* Task data:

—————

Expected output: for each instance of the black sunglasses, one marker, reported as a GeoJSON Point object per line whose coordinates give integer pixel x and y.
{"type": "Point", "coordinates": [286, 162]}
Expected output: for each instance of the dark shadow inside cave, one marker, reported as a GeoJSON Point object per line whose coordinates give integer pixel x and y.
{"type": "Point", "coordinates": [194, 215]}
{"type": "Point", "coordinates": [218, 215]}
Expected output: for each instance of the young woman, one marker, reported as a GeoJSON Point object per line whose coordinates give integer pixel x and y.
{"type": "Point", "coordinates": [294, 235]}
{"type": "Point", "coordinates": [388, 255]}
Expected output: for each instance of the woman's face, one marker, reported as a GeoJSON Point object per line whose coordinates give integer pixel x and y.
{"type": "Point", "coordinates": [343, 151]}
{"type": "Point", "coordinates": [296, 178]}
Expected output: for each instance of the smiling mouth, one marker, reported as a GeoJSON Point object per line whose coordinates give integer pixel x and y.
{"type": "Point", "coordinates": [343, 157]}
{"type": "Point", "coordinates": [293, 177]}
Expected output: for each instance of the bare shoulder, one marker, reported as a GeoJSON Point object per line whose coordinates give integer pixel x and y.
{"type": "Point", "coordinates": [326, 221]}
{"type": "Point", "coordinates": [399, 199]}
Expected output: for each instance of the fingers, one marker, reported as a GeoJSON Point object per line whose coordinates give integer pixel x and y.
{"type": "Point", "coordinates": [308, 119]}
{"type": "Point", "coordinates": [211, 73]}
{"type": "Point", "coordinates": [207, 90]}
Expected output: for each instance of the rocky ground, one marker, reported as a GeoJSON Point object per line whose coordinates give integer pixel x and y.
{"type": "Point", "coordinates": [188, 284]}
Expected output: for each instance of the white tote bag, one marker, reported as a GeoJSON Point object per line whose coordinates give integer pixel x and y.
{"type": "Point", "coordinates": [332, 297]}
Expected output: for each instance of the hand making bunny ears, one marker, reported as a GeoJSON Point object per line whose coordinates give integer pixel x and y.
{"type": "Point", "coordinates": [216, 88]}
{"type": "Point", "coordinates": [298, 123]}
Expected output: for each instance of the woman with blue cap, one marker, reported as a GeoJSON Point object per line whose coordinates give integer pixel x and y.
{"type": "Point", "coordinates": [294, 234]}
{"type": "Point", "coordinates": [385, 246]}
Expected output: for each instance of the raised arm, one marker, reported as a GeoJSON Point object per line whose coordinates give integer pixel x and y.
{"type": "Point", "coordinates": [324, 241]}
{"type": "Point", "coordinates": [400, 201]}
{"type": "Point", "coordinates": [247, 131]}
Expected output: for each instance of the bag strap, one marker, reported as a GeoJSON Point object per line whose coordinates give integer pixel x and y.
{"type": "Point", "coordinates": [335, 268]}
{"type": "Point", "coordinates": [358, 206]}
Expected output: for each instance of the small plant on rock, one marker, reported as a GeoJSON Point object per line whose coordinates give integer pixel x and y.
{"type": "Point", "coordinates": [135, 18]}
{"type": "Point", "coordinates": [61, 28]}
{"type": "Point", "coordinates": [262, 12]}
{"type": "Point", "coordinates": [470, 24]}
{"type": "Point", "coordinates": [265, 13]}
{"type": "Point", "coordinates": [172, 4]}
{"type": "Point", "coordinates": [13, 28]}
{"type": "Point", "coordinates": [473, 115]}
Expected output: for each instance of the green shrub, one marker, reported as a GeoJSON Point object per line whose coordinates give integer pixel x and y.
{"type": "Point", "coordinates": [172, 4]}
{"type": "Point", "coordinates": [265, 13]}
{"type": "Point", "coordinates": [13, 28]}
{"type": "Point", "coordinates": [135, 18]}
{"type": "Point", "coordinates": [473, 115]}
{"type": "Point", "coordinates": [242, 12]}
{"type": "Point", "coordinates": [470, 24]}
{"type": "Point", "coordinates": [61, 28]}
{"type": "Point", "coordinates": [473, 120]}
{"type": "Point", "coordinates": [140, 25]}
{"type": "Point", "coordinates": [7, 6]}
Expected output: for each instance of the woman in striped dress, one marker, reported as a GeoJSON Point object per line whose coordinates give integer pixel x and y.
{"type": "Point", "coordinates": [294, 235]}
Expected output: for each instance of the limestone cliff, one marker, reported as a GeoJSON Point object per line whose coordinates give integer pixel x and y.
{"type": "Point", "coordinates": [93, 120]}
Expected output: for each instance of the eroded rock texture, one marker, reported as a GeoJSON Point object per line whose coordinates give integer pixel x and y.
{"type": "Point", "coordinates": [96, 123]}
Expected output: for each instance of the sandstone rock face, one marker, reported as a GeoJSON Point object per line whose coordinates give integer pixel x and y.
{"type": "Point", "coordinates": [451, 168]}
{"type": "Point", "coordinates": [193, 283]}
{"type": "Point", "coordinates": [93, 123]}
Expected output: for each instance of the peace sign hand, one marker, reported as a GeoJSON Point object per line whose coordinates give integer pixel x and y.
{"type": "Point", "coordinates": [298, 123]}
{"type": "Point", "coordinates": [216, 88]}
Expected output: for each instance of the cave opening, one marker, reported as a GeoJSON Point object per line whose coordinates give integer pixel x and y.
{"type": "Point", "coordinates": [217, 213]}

—————

* The problem:
Reprint the complete listing exactly.

* Result:
Expected output: for each instance of the black sunglasses, one marker, reported as a GeoJSON Point object per line whose coordinates give integer pixel x and y.
{"type": "Point", "coordinates": [286, 162]}
Expected output: for each instance of the dark shadow inside cave, one marker, reported as a GeoJSON Point object per line whose coordinates give integer pixel x and y.
{"type": "Point", "coordinates": [194, 215]}
{"type": "Point", "coordinates": [218, 215]}
Expected output: for each instance of the young woman, one marker, reported as a GeoJSON Point object per line whose coordinates give integer pixel x and y.
{"type": "Point", "coordinates": [294, 235]}
{"type": "Point", "coordinates": [388, 255]}
Expected output: for each instance of the woman's face, one marker, reported as a GeoJSON Point object per line whose coordinates give integer pixel x and y.
{"type": "Point", "coordinates": [343, 151]}
{"type": "Point", "coordinates": [296, 178]}
Expected output: for each instance of the smiling mouth, one marker, reported as a GeoJSON Point object per line whose coordinates give integer pixel x and y.
{"type": "Point", "coordinates": [343, 157]}
{"type": "Point", "coordinates": [293, 177]}
Expected output: for each instance of the bare shoulder, one marker, reported as a GeoJSON Point object per line whose coordinates give integer pixel x and y.
{"type": "Point", "coordinates": [326, 221]}
{"type": "Point", "coordinates": [399, 199]}
Expected output: for each instance of the fingers, one marker, reported as a GeoJSON Point object per line whose coordinates give integer pixel x and y.
{"type": "Point", "coordinates": [308, 119]}
{"type": "Point", "coordinates": [211, 73]}
{"type": "Point", "coordinates": [207, 90]}
Expected output: for each instance of the rocky ground, one marker, reported as a GeoJSON Point object per line whose coordinates give integer pixel x and y.
{"type": "Point", "coordinates": [188, 284]}
Expected output: for each instance of the white tote bag, one marker, reported as a GeoJSON Point object per line whose coordinates give integer pixel x and y.
{"type": "Point", "coordinates": [332, 297]}
Expected output: for each instance of the hand making bunny ears, one marker, reported as a GeoJSON Point object per line whose coordinates give integer pixel x and y.
{"type": "Point", "coordinates": [216, 88]}
{"type": "Point", "coordinates": [298, 123]}
Expected output: for each instance of the woman with blue cap, one marker, reported as a GeoJSON Point object per line whose coordinates give integer pixel x and y.
{"type": "Point", "coordinates": [294, 234]}
{"type": "Point", "coordinates": [385, 246]}
Expected output: for each instance of the raised arm, one marker, reported as a GeoJSON Point object per line whose coordinates give integer pixel x and y.
{"type": "Point", "coordinates": [324, 241]}
{"type": "Point", "coordinates": [400, 201]}
{"type": "Point", "coordinates": [247, 131]}
Expected output: for each instance of the bag strap, one marker, reported as a GeoJSON Point object per line whose coordinates give integer pixel x and y.
{"type": "Point", "coordinates": [335, 268]}
{"type": "Point", "coordinates": [358, 206]}
Expected output: for each instance of the small plant on rock, one marker, reported as a GeoJSON Point object per line whose coordinates give integer pixel x and y.
{"type": "Point", "coordinates": [135, 18]}
{"type": "Point", "coordinates": [61, 28]}
{"type": "Point", "coordinates": [262, 12]}
{"type": "Point", "coordinates": [470, 24]}
{"type": "Point", "coordinates": [265, 13]}
{"type": "Point", "coordinates": [172, 4]}
{"type": "Point", "coordinates": [13, 28]}
{"type": "Point", "coordinates": [473, 115]}
Expected output: for each instance of the green shrub, one marker, reported as a GeoJSON Point object per line whose coordinates give integer pixel x and y.
{"type": "Point", "coordinates": [172, 4]}
{"type": "Point", "coordinates": [265, 13]}
{"type": "Point", "coordinates": [13, 28]}
{"type": "Point", "coordinates": [135, 18]}
{"type": "Point", "coordinates": [473, 115]}
{"type": "Point", "coordinates": [242, 12]}
{"type": "Point", "coordinates": [470, 24]}
{"type": "Point", "coordinates": [61, 28]}
{"type": "Point", "coordinates": [473, 120]}
{"type": "Point", "coordinates": [140, 25]}
{"type": "Point", "coordinates": [7, 6]}
Expected output: for each instance of the woman in striped dress, one marker, reported as a GeoJSON Point object per line whose coordinates give integer pixel x and y.
{"type": "Point", "coordinates": [294, 235]}
Expected output: for each instance of the limestone cliff, one marker, reported as a GeoJSON Point object per line whose coordinates give integer pixel x and y.
{"type": "Point", "coordinates": [93, 120]}
Expected output: for each instance of the eroded rock texture, one marker, reported as a GeoJSON Point object per line whose coordinates give integer pixel x and y.
{"type": "Point", "coordinates": [96, 123]}
Expected output: for each instance of the sandstone rock face, one marker, reported as a GeoJSON Point object per line whose coordinates give integer pixel x and y.
{"type": "Point", "coordinates": [451, 168]}
{"type": "Point", "coordinates": [193, 283]}
{"type": "Point", "coordinates": [93, 123]}
Expected output: for each instance of the peace sign hand, one marker, reported as a GeoJSON Point object per line whose coordinates give integer pixel x and y.
{"type": "Point", "coordinates": [298, 123]}
{"type": "Point", "coordinates": [216, 88]}
Expected output: for each instance of the cave opening, one marker, reported as a GeoJSON Point object per line whose coordinates give integer pixel x and y.
{"type": "Point", "coordinates": [217, 213]}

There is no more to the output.